#### [WHAT IS REQUIRED]
Copy the records. Keep every line exactly as it is.

Saved data entries:
_ _ _ _ _

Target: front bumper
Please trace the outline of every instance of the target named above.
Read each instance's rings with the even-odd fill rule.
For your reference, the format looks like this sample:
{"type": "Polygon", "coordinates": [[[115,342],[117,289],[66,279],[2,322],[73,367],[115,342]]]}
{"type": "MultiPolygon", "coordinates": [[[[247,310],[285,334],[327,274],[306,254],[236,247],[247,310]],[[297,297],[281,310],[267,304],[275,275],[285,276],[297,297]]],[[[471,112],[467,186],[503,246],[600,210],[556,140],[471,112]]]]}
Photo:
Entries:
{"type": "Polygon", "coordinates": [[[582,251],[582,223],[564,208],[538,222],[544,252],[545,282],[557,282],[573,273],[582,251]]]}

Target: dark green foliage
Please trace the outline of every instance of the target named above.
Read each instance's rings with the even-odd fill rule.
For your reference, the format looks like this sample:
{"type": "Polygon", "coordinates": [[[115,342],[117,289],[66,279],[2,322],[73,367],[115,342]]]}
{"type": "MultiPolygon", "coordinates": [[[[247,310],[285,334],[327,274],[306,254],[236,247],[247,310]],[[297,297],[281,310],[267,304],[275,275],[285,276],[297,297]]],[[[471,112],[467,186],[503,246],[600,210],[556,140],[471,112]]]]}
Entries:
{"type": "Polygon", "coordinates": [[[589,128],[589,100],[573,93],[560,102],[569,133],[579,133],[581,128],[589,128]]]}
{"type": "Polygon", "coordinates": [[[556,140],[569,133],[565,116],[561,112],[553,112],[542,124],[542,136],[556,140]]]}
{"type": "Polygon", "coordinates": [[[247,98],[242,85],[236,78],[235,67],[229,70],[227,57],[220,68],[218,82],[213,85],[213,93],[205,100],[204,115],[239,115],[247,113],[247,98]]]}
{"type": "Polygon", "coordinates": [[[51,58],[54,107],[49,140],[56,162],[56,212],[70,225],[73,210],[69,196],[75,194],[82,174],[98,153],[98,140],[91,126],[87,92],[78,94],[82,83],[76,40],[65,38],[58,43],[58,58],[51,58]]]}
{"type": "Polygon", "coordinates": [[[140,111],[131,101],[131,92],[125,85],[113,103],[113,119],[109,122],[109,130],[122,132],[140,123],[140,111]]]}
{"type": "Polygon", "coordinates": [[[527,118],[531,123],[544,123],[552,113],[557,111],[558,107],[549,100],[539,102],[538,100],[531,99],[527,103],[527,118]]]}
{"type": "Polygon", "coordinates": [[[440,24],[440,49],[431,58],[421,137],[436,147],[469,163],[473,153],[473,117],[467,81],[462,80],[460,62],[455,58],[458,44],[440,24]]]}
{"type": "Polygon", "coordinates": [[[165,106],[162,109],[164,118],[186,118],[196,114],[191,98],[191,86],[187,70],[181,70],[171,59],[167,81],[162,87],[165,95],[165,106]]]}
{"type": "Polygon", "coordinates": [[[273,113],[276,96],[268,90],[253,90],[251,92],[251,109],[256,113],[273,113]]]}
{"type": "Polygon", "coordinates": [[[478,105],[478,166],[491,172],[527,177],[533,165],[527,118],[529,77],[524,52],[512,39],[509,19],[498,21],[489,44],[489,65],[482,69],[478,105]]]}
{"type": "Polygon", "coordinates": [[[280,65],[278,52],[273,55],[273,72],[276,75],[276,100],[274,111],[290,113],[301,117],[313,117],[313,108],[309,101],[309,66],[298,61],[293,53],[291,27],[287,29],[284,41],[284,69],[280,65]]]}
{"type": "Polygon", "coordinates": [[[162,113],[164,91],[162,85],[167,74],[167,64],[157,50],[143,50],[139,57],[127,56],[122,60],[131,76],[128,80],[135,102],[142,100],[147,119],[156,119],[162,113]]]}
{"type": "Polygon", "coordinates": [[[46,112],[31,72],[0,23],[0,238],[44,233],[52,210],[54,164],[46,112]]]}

_ _ _ _ _

#### [WRITTEN SOLUTION]
Target: front bumper
Please trace the outline of every instance of the target named above.
Read each instance's rings with the even-odd fill rule.
For your reference, the format looks like this sample:
{"type": "Polygon", "coordinates": [[[115,342],[117,289],[66,279],[2,322],[73,367],[115,342]]]}
{"type": "MultiPolygon", "coordinates": [[[[247,310],[285,334],[327,274],[306,254],[236,247],[247,310]],[[297,297],[281,310],[267,304],[275,275],[285,276],[297,297]]],[[[471,112],[467,186],[503,246],[600,210],[556,140],[471,112]]]]}
Photo:
Entries:
{"type": "Polygon", "coordinates": [[[582,251],[582,223],[564,208],[538,222],[544,252],[545,282],[557,282],[573,273],[582,251]]]}

Target: dark green foliage
Please trace the outline of every instance of the target named above.
Read each instance's rings with the even-odd fill rule.
For your reference, the format looks like this sample:
{"type": "Polygon", "coordinates": [[[115,342],[117,289],[66,279],[2,322],[73,367],[115,342]]]}
{"type": "MultiPolygon", "coordinates": [[[[247,310],[285,334],[327,274],[306,254],[236,247],[247,310]],[[297,297],[281,310],[267,304],[275,275],[285,276],[297,297]]],[[[471,112],[467,186],[503,246],[600,210],[556,140],[471,112]]]]}
Entries:
{"type": "Polygon", "coordinates": [[[589,128],[589,100],[573,93],[560,102],[569,133],[579,133],[581,128],[589,128]]]}
{"type": "Polygon", "coordinates": [[[556,140],[569,133],[565,116],[561,112],[553,112],[542,124],[542,136],[556,140]]]}
{"type": "Polygon", "coordinates": [[[247,98],[242,85],[236,78],[235,67],[229,70],[227,57],[220,68],[218,82],[213,85],[213,93],[205,100],[204,115],[239,115],[247,113],[247,98]]]}
{"type": "Polygon", "coordinates": [[[51,58],[54,107],[49,140],[56,162],[56,212],[70,225],[73,210],[69,196],[75,194],[82,174],[98,153],[98,140],[91,126],[87,92],[78,94],[82,83],[76,40],[65,38],[58,43],[58,58],[51,58]]]}
{"type": "Polygon", "coordinates": [[[140,111],[131,101],[131,92],[125,85],[113,103],[113,119],[109,122],[109,130],[122,132],[140,123],[140,111]]]}
{"type": "Polygon", "coordinates": [[[527,118],[531,123],[544,123],[552,113],[557,111],[558,107],[549,100],[539,102],[538,100],[531,99],[527,103],[527,118]]]}
{"type": "Polygon", "coordinates": [[[440,24],[440,49],[431,58],[421,137],[436,147],[469,163],[473,153],[473,117],[467,81],[462,80],[460,62],[455,58],[458,44],[440,24]]]}
{"type": "Polygon", "coordinates": [[[165,106],[162,109],[164,118],[186,118],[196,114],[191,98],[191,86],[187,70],[181,70],[171,59],[167,81],[162,87],[165,95],[165,106]]]}
{"type": "Polygon", "coordinates": [[[273,113],[276,96],[268,90],[253,90],[251,92],[251,109],[256,113],[273,113]]]}
{"type": "Polygon", "coordinates": [[[478,105],[478,166],[491,172],[527,177],[533,165],[527,118],[529,77],[524,52],[512,39],[509,19],[498,21],[489,44],[489,65],[482,69],[478,105]]]}
{"type": "Polygon", "coordinates": [[[280,65],[278,52],[273,55],[273,72],[276,75],[276,100],[274,111],[290,113],[301,117],[313,117],[313,108],[309,101],[309,66],[298,61],[293,53],[291,27],[287,29],[284,41],[284,69],[280,65]]]}
{"type": "Polygon", "coordinates": [[[162,113],[164,91],[162,85],[167,74],[167,64],[157,50],[143,50],[139,57],[127,56],[122,60],[131,76],[128,80],[135,102],[142,100],[147,119],[156,119],[162,113]]]}
{"type": "Polygon", "coordinates": [[[46,112],[31,72],[0,23],[0,238],[44,233],[52,210],[54,164],[46,112]]]}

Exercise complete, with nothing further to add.